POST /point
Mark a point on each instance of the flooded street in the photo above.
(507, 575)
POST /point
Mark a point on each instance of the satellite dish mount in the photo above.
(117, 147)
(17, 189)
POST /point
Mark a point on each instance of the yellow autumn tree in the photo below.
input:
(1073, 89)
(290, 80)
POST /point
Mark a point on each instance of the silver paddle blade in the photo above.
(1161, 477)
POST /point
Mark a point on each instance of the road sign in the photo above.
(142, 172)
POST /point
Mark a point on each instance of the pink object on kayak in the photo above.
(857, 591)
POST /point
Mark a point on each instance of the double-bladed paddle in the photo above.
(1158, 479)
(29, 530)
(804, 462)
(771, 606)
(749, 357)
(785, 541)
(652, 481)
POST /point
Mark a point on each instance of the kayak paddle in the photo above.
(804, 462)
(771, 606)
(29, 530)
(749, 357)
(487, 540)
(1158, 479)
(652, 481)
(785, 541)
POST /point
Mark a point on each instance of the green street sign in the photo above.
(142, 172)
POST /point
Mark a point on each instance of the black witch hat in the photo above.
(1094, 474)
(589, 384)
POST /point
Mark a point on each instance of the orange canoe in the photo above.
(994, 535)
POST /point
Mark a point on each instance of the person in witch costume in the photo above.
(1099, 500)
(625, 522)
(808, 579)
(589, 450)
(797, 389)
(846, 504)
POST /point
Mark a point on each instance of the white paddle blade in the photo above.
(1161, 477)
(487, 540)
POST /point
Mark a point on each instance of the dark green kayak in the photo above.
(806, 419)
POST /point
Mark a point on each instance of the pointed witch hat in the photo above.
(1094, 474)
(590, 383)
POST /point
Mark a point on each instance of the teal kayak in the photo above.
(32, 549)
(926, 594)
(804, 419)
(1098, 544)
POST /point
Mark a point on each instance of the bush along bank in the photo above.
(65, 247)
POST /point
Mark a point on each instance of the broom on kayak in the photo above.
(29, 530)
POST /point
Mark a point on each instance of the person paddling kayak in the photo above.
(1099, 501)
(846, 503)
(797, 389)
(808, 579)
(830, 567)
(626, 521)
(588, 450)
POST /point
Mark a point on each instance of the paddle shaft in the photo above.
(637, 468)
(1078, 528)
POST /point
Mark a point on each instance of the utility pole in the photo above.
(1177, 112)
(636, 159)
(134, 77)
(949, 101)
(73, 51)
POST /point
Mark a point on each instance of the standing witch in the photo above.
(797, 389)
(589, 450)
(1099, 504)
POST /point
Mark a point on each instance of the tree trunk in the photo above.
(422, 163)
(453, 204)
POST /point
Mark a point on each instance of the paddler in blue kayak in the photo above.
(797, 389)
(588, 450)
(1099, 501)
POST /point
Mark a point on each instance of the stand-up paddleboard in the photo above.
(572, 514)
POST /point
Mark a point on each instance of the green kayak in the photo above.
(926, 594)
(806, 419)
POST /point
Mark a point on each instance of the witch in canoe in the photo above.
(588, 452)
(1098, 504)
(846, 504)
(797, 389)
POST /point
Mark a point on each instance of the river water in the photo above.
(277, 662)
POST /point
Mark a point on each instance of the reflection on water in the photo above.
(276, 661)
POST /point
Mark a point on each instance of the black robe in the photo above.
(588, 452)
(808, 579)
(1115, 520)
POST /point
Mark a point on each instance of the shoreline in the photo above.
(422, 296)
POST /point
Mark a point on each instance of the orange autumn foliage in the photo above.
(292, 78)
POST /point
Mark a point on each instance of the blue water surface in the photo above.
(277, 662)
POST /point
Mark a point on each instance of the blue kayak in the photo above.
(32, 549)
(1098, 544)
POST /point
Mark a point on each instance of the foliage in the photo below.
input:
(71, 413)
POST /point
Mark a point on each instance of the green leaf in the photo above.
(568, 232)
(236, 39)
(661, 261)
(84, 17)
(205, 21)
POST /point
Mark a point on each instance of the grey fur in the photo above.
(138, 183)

------

__STATED EXERCISE__.
Resize the data from its start through the line containing "(1078, 528)", both included: write those lines out again, requests included, with every coordinate in the answers multiplied by 1.15 and rounded to a whole number, halves rounded up.

__EXERCISE OUTPUT__.
POST /point
Mark a point on each instance of the flooded street in the photo above.
(583, 661)
POST /point
Mark a point on each instance of the satellite dish mount in the photo above.
(135, 169)
(20, 217)
POST /point
Mark a point on each instance of the yellow autumn tree in the photo below.
input:
(1234, 102)
(334, 92)
POST /point
Mark a point on each instance of the silver paddle blade in the photo above.
(1335, 549)
POST /point
Mark a point on each instance of the road sign in the photo above.
(163, 198)
POST /point
Mark a point on each instance of the pink object on kayak in the photo above.
(986, 680)
POST /point
Mark a point on each instance of the double-bladed paddle in the photo above.
(1332, 551)
(33, 610)
(925, 531)
(887, 697)
(861, 411)
(903, 622)
(750, 553)
POST /point
Mark a point on each instance of the kayak paddle in the photo above.
(925, 531)
(887, 697)
(33, 610)
(861, 411)
(560, 621)
(1332, 551)
(750, 553)
(903, 622)
POST /point
Mark a point on each instance of the green street sign in the photo above.
(163, 198)
POST /point
Mark a point on each instance of the black witch hat in the photo above.
(1258, 545)
(677, 442)
POST /point
Mark a point on each instance of the orange canoe in the photo above.
(1143, 615)
POST /point
Mark a point on each instance of the person in witch costume in the photo above.
(1264, 575)
(719, 600)
(929, 666)
(677, 518)
(917, 447)
(973, 580)
POST /point
Mark a point on each instance of the white paddle blade in the photo above.
(1335, 549)
(560, 621)
POST /point
Mark a point on each instance of the dark green kayak in the photo above.
(927, 482)
POST /point
Mark a point on each instance of the pointed witch hat in the photo above.
(1258, 545)
(679, 440)
POST /point
Mark a point on each instance of the teal kayak in the photo above.
(37, 631)
(1065, 683)
(925, 482)
(1263, 626)
POST /point
Mark a point on each instance of the bush along bank in the photo above.
(75, 284)
POST /point
Mark a point on each instance of the broom on kayak in the photo above.
(33, 610)
POST /point
Mark a point on each instance of the person paddling kayak in the photo above.
(1264, 576)
(973, 578)
(917, 447)
(929, 666)
(955, 652)
(720, 599)
(676, 518)
POST /point
Mark a point on each instance of the paddle shaft in the photo above.
(733, 538)
(1240, 607)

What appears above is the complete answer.